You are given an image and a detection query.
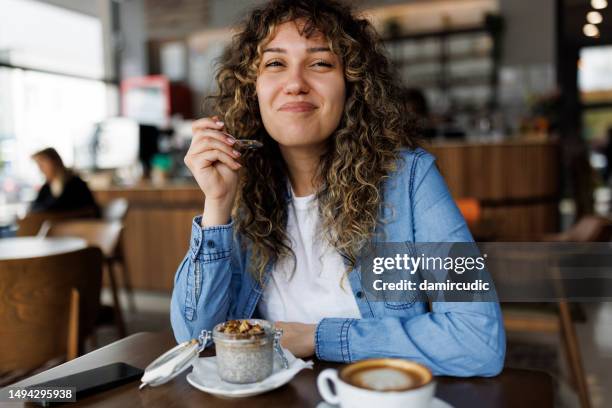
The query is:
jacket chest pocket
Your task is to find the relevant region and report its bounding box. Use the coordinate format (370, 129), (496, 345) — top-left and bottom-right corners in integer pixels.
(384, 291), (417, 310)
(382, 241), (420, 310)
(377, 267), (418, 310)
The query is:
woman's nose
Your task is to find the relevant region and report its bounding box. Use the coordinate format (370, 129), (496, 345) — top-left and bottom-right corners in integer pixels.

● ● ● ● ● ● ●

**TASK ITEM:** Minus its pictures, the full listing should be copied verbatim.

**SOLVED EXERCISE:**
You are given an image and a detection query.
The query is:
jacket chest pocket
Your task is to find the relevant region and report its bounding box. Use the coordinate format (370, 129), (496, 345) — top-left and bottom-right corners in integer pixels.
(384, 291), (417, 310)
(382, 241), (420, 310)
(377, 267), (418, 310)
The query is:
woman's nose
Your task is to find the relevant region and report its bounding box. Use the coordinate format (370, 129), (496, 345) — top-left and bottom-right corners in integer pixels.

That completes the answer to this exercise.